## BEGIN Text provided
Ballou’s body, buried in late July 1861 at Sudley Church near the Bull Run battlefield, did not rest in peace. Sometime after the battle, rebel soldiers dug up the remains of United States troops. According to local Blacks who witnessed the scene, the Confederates first searched for buttons as souvenirs. Their work then turned far more macabre. They started collecting bones. One soldier proclaimed that he intended to use a skull as a “drinking-cup on the occasion of his marriage.” Bull Run initiated many a soldier into the bloody world of combat. Horrified and exhilarated by the encounter, they transferred their mixed emotions into the collection of objects with violent histories. However terrible these acts, Sullivan Ballou suffered a worse fate: Confederates disinterred, beheaded, and then burned his corpse.

Ken Burns never related the fate of Sullivan Ballou’s body. To do so would have spotlighted an uncomfortable part of Civil War history marked by violence and brutality. Perhaps the master documentarian should not be faulted. The incident, well-publicized during the war years, has largely been forgotten. Simon Harrison, one of the few scholars who has written about the collection of bones in war, maintains that the “Confederate soldiers and their supporters who collected Northern skulls did so because their political interests were predicated on representing Southerners and Northerners as two different peoples.” Harrison’s argument is convincing. But the incident also speaks to a broader cultural shift. The existential crisis of civil war challenged, though never overturned, the nineteenth-century’s prevailing culture of romanticism. Soldiers’ reports from the front, citizens’ encounters with the aftermath of battle, and the circulation of objects with violent histories created narratives of war that were marked departures from conventional accounts of war grounded in heroism and glory. Only by placing Ballou’s sentimentalist letter in tension with his dismembered body can Civil War Americans’ layered discourse be fully revealed.
## END Text provided
## BEGIN Dataset rows
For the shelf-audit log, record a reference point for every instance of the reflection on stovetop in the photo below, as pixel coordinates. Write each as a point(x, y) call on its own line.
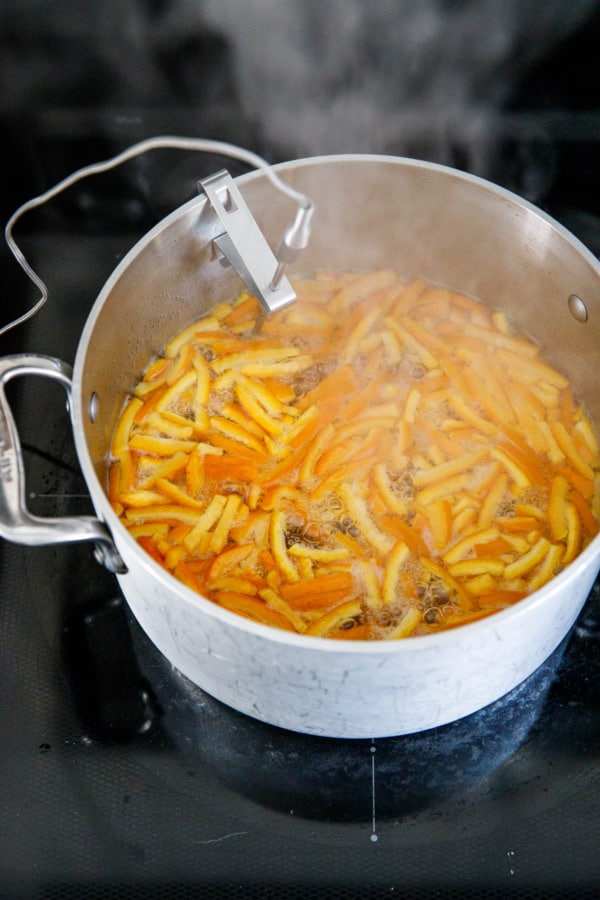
point(127, 689)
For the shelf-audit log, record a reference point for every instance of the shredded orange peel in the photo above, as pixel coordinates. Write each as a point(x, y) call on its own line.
point(382, 459)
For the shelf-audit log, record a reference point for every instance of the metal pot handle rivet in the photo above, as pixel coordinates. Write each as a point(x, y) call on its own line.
point(577, 308)
point(17, 524)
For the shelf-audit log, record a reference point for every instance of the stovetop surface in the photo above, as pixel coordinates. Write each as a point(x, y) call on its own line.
point(119, 778)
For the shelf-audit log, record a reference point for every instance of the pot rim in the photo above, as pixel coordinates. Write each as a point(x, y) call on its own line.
point(415, 644)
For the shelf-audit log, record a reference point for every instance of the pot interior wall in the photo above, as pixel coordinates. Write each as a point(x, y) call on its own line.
point(371, 212)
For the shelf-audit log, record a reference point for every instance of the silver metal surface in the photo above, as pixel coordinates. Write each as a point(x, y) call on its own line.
point(17, 524)
point(244, 246)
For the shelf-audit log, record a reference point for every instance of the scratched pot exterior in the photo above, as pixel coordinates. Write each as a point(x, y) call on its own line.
point(372, 212)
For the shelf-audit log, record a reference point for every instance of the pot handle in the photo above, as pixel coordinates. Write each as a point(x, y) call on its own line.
point(17, 524)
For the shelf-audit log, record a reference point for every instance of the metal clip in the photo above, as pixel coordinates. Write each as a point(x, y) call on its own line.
point(244, 245)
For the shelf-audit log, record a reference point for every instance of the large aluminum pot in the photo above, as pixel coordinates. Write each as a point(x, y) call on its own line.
point(371, 211)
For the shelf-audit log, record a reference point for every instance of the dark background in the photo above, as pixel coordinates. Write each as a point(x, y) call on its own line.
point(118, 779)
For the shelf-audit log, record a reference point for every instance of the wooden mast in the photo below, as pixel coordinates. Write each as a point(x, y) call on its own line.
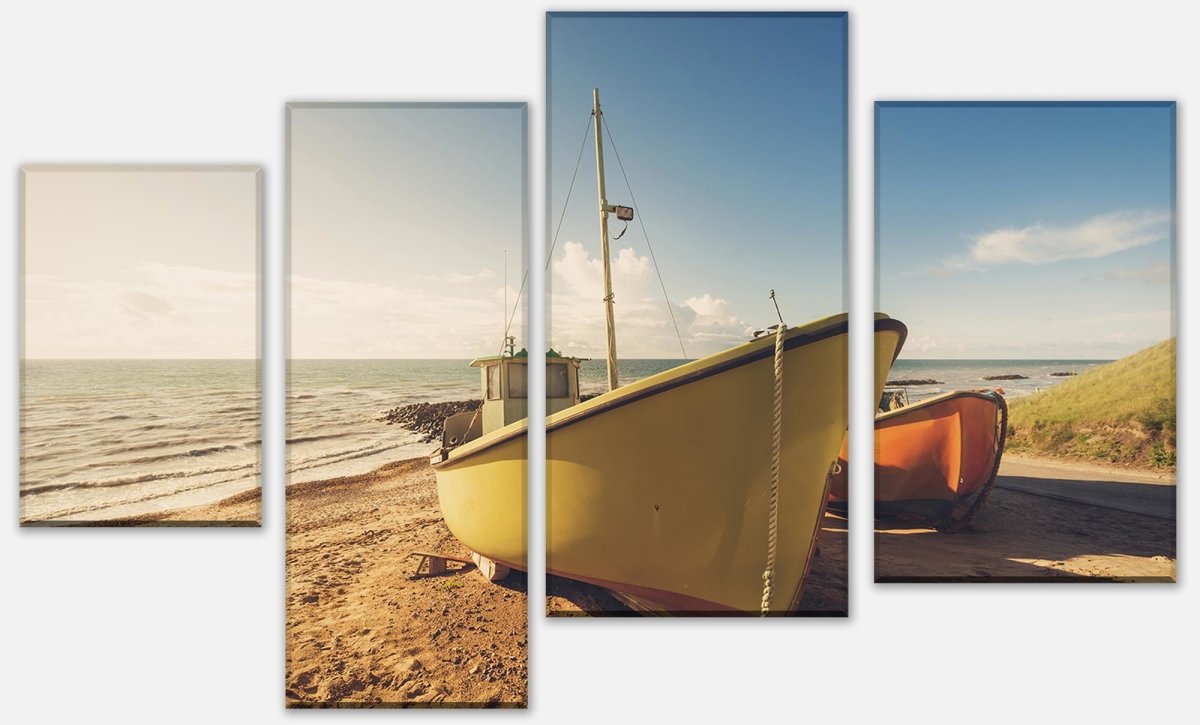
## END Dataset rows
Exercises to complete
1) Rescale the entries from the line containing "the metal pot" down to the line containing "point(415, 644)", both lines included, and give back only those lines. Keep each request unchanged, and multiply every coordinate in the answers by 1.05, rounding to whole numbers with halves going up.
2) Write the next part of the passage on Sullivan Ballou's desecrated remains and Civil War memory, continuing from its final sentence.

Answers by task
1)
For the shelf-audit log, record a reference point for every instance of the metal pot handle rivet in the photo above, as pixel coordinates. Write each as a point(x, y) call on its own line.
point(606, 323)
point(18, 550)
For the shelf-audit log, record a reference point for every instance of the stovetop surface in the photo above, as pixel coordinates. Write each as a point(x, y) call on its own line.
point(125, 817)
For the shelf-audit log, record a reference point for every instance of the pot rim in the photo above, as pixel coordinates. Write each as a point(x, y) call on its own line.
point(436, 676)

2)
It is worth pausing here, though, to note that the removal and display of human remains intersects with a long history. On the one hand, white Americans, and their English forebears, had a history of taking and displaying skulls as acts of domination. New Englanders affixed the head of Philip, a Wampanoag leader, on a post outside Plymouth, Massachusetts, in 1676. And in 1838, Dr. Frederick Weedon took the personal effects of the Seminole warrior Osceola and then removed his head. At different points in the American South, enslavers displayed Blacks’ heads as warnings against resistance. On the other hand, Europeans and Americans had long kept bones as relics or artifacts of curiosity. Beginning around 1200, the new Gothic architectural style within European churches accorded privileged spaces for the body parts of saints. Holy relics and human remains were essential parts of religious life. Much later, during the Revolutionary era, avowed Loyalist David Redding was caught trying to steal muskets at Bennington, Vermont. He was executed for the crime in 1778. A local resident, Dr. Jonas Fay, collected the body and preserved the skeleton. After being conveyed to another family, the bones ended up back in Bennington at the Historical Museum before eventual reburial. Thomas Paine’s skeleton suffered a similar fate. Disinterred from an American burial plot, the bones ended up in England. They were distributed among different people, some lost or destroyed, others collected and displayed.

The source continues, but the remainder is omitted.